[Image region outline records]

## START

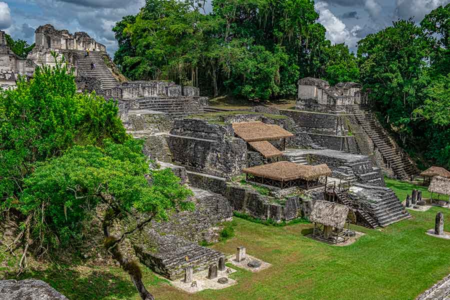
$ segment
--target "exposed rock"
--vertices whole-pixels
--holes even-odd
[[[35,279],[0,280],[0,299],[68,300],[48,284]]]
[[[259,260],[252,260],[248,264],[247,264],[247,266],[250,266],[250,268],[260,268],[261,266],[261,262]]]
[[[221,284],[226,284],[228,282],[228,278],[226,277],[222,277],[218,278],[218,280],[217,280],[217,282]]]

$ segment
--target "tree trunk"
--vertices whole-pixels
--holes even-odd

## END

[THE EXERCISE]:
Rewrite the lines above, substituting "bare stone" for "exposed rock" and changing nothing else. Leave the pictures out of the answer.

[COMPLETE ANSWER]:
$ segment
--target "bare stone"
--vertices whole-pixels
--holes even-odd
[[[35,279],[0,280],[0,299],[68,300],[48,284]]]
[[[259,260],[252,260],[248,264],[247,264],[247,266],[250,266],[250,268],[260,268],[261,266],[261,262]]]
[[[221,284],[226,284],[228,282],[228,278],[226,277],[222,277],[218,278],[218,280],[217,280],[217,282]]]

$ segment
--target "tree trunk"
--vertices whole-pixels
--holes even-odd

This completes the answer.